◆ ARTICLE:

Oakland, CA, July 29, 2010 – Installations and ofrendas (altars) by ten artists and local school and community groups focusing on current local and international issues highlight VIVO: Days of the Dead 2010, the 17th Oakland Museum of California (OMCA) Days of the Dead observance and exhibition, on view October 6-December 5, 2010.

This year’s theme, Vivo, celebrates the living and our dynamic connections to those who have gone before: our ancestors, leaders, loved ones, friends, and others. Guest curator Jaime Cortez says, “VIVO: Days of the Dead 2010 reminds us that death is not necessarily the opposite of life. The two are instead inextricably knotted together, and give each other meaning. To acknowledge death, reverently or playfully, is to acknowledge the fleeting wonder of life itself.”

A special community celebration with an opening ritual, music, dance, food, entertainment, gallery tours, and an arts and crafts market is slated for Saturday, October 23, from 12 to 4:30 pm, included in regular OMCA admission. “I can hardly think of an event that better embodies what OMCA is all about,” says the museum’s Executive Director Lori Fogarty. “OMCA was founded as a ‘museum of the people’ and Dìas de los Muertos is a celebration and observation in which we share our values of community participation and engagement in telling of the many stories of California through art, history, science. More importantly, it is a vibrant reminder that our celebrations and times of coming together define who we are as individuals and community.”

[Excerpts of location labeling data]
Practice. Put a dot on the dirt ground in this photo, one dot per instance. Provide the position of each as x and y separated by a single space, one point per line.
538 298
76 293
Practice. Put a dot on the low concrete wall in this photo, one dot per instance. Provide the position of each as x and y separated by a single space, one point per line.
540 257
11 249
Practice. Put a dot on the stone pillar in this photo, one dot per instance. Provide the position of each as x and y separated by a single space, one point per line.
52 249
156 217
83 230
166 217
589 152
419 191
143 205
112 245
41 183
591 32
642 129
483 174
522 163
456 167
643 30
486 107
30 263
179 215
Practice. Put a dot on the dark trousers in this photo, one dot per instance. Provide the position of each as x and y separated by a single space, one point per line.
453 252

◆ DO THIS:
In the article about the museum's Days of the Dead exhibition, rewrite the paragraph beginning "A special community celebration" as a short list that keeps its main facts.

◆ FINISHED TASK:
- **Event:** a special community celebration on Saturday, October 23, from 12 to 4:30 pm, included in regular OMCA admission.
- **Program:** an opening ritual, music, dance, food, entertainment, gallery tours, and an arts and crafts market.
- **Lori Fogarty's view:** the museum's Executive Director says the event embodies what OMCA is all about.
- **OMCA's values:** OMCA was founded as a "museum of the people," and the holiday shares its values of community participation and engagement in telling California's stories through art, history, and science.
- **Meaning:** she calls it a vibrant reminder that celebrations and times of coming together define who we are as individuals and community.